━━━ Input records ━━━

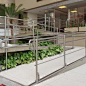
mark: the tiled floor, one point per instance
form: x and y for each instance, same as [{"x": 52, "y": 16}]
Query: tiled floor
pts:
[
  {"x": 75, "y": 77},
  {"x": 25, "y": 74}
]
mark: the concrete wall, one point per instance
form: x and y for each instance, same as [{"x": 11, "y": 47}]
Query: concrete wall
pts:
[{"x": 28, "y": 4}]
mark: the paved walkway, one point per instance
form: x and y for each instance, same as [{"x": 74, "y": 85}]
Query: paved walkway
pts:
[
  {"x": 25, "y": 74},
  {"x": 75, "y": 77}
]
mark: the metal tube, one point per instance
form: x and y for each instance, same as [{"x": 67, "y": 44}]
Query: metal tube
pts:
[
  {"x": 49, "y": 24},
  {"x": 37, "y": 74},
  {"x": 45, "y": 22},
  {"x": 64, "y": 52},
  {"x": 14, "y": 34},
  {"x": 72, "y": 40},
  {"x": 34, "y": 36}
]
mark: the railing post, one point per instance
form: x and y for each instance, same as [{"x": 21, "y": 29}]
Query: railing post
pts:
[
  {"x": 33, "y": 36},
  {"x": 85, "y": 43},
  {"x": 6, "y": 41},
  {"x": 45, "y": 21},
  {"x": 14, "y": 34},
  {"x": 64, "y": 51},
  {"x": 72, "y": 40},
  {"x": 37, "y": 74},
  {"x": 49, "y": 24}
]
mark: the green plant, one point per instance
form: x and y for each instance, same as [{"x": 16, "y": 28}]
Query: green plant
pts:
[
  {"x": 45, "y": 43},
  {"x": 20, "y": 42},
  {"x": 27, "y": 57}
]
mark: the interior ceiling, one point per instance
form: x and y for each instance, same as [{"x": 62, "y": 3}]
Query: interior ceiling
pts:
[{"x": 70, "y": 4}]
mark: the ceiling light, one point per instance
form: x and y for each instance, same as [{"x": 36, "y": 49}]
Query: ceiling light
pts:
[
  {"x": 74, "y": 11},
  {"x": 61, "y": 7}
]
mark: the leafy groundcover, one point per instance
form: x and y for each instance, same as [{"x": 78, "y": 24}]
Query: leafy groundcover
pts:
[{"x": 26, "y": 57}]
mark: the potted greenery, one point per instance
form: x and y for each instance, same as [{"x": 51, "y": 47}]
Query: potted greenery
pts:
[{"x": 12, "y": 11}]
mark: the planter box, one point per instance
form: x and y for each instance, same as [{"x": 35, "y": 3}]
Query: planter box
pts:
[
  {"x": 73, "y": 29},
  {"x": 8, "y": 31}
]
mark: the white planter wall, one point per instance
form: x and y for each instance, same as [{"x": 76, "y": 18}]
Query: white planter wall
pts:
[{"x": 8, "y": 32}]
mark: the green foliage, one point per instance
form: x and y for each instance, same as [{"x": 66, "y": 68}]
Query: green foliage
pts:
[
  {"x": 37, "y": 33},
  {"x": 27, "y": 57},
  {"x": 45, "y": 43},
  {"x": 12, "y": 10}
]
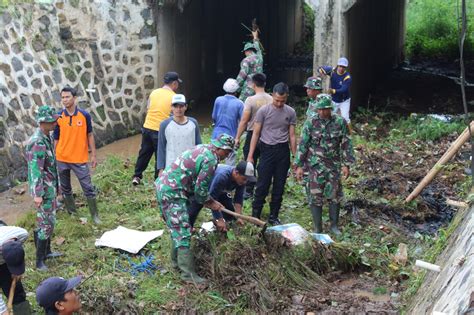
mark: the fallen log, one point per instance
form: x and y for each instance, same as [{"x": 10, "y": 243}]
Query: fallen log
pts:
[{"x": 453, "y": 149}]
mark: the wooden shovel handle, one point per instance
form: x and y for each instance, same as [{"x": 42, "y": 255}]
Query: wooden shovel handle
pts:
[
  {"x": 11, "y": 295},
  {"x": 245, "y": 217}
]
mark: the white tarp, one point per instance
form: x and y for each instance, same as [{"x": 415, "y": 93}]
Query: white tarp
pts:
[{"x": 127, "y": 239}]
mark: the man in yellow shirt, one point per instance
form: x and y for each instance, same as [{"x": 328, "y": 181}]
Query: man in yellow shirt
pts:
[{"x": 159, "y": 109}]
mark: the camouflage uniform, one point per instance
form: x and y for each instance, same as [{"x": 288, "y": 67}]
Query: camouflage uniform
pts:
[
  {"x": 189, "y": 176},
  {"x": 249, "y": 66},
  {"x": 43, "y": 176},
  {"x": 325, "y": 146}
]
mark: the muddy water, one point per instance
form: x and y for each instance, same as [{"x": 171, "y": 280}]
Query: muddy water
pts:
[{"x": 16, "y": 201}]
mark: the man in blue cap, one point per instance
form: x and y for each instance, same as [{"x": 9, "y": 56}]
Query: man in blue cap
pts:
[
  {"x": 339, "y": 88},
  {"x": 58, "y": 295},
  {"x": 12, "y": 266}
]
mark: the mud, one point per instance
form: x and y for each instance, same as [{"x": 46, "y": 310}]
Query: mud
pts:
[{"x": 14, "y": 205}]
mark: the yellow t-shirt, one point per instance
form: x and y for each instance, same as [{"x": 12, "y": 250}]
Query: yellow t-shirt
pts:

━━━

Problem :: Say how many lines in the listing above hold "walkway". Give the number only.

Reply :: 2